### Task requirements
Examine each line of the data, and copy the ones containing "roof".

#### Input

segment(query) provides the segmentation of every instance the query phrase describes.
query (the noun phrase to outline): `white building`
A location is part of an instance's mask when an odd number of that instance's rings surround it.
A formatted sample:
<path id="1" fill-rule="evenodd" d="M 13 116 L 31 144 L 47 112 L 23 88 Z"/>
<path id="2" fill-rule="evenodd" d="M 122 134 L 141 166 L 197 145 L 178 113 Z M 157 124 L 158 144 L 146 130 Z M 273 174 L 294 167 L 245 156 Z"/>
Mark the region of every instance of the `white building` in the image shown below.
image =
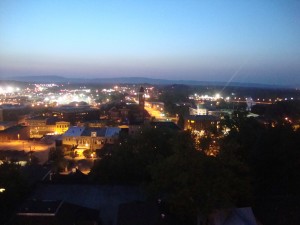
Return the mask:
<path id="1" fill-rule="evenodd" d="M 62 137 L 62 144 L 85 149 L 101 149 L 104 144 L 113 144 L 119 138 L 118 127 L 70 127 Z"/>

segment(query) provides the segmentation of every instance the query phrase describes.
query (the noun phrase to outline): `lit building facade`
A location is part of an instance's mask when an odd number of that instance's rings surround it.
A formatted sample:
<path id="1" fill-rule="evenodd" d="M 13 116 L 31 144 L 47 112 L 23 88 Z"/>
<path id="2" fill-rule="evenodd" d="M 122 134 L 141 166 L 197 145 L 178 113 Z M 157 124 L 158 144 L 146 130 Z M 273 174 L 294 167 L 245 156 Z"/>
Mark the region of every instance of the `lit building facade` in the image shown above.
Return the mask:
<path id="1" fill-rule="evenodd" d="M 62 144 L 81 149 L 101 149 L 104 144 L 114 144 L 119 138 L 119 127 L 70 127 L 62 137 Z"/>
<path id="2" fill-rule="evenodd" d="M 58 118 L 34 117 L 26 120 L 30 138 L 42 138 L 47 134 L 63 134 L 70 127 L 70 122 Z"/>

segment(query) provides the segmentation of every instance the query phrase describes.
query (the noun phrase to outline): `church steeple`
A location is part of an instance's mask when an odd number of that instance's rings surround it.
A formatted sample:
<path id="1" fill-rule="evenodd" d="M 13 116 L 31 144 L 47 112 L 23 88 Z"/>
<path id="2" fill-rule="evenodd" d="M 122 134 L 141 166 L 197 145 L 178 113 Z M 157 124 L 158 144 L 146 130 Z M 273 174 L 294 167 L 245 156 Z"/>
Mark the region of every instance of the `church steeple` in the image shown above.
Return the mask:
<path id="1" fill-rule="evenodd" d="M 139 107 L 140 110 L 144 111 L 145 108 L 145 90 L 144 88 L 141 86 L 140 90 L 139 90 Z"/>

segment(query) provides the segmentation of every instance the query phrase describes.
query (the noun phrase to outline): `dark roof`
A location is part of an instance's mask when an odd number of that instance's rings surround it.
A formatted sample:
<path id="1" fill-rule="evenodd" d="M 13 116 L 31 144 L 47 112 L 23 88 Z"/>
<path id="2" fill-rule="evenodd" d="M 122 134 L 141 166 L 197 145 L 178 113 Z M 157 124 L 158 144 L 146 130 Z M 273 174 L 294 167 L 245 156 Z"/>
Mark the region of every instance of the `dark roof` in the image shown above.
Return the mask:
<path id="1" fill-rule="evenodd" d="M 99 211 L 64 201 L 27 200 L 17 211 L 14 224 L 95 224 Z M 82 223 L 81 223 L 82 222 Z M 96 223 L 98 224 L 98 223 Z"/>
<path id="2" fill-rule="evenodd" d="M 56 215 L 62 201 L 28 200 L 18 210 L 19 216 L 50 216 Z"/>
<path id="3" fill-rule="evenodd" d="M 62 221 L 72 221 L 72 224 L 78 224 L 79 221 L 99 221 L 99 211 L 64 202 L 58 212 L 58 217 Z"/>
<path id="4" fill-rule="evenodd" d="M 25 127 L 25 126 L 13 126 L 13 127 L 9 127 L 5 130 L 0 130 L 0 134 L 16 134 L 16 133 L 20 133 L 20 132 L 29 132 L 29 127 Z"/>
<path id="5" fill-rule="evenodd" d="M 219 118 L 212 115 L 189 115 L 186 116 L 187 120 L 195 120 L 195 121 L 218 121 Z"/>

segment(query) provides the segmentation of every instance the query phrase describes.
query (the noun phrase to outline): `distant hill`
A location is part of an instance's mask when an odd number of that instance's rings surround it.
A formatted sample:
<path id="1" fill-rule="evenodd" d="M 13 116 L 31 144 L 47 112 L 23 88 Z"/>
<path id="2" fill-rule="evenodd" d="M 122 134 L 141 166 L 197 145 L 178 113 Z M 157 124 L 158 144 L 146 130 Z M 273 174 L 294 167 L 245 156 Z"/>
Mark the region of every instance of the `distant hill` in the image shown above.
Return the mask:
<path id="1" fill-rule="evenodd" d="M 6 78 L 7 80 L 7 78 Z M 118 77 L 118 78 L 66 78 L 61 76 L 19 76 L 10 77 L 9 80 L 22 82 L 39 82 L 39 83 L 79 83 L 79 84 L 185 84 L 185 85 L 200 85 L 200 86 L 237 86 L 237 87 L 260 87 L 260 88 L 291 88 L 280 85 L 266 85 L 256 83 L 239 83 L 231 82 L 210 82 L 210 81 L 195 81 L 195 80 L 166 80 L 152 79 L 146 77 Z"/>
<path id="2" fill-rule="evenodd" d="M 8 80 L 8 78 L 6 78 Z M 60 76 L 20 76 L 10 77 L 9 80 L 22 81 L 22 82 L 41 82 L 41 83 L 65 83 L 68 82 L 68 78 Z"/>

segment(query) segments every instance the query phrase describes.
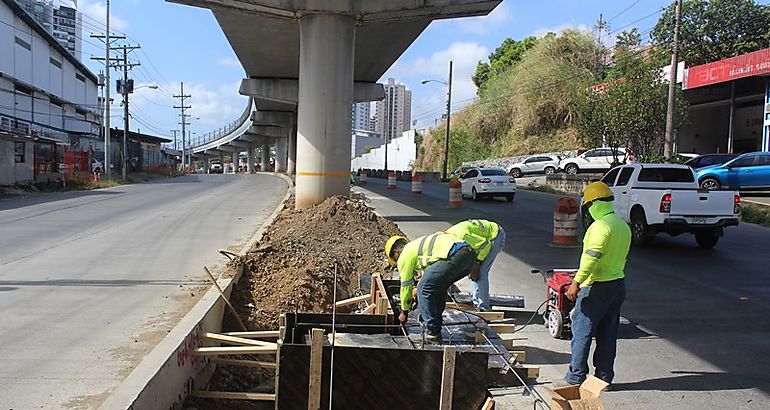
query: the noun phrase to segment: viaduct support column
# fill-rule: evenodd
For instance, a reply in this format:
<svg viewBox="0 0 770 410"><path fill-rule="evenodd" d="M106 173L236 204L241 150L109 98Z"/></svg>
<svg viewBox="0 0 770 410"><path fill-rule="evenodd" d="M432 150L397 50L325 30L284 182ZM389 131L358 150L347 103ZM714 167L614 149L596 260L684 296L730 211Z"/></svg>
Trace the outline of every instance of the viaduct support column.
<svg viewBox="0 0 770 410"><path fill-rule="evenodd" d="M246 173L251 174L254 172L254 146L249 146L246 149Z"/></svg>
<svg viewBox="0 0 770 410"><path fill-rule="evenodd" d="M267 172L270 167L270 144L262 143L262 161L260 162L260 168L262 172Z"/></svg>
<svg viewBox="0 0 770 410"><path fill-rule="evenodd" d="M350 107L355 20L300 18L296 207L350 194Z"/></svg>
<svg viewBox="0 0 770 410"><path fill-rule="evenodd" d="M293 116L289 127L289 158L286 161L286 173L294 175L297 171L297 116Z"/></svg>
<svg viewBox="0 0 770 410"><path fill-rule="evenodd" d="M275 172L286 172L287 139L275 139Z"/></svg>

########

### Output
query (the noun phrase to outline): `dark roof`
Mark the region of every instance of the `dark roof` in the image shown above.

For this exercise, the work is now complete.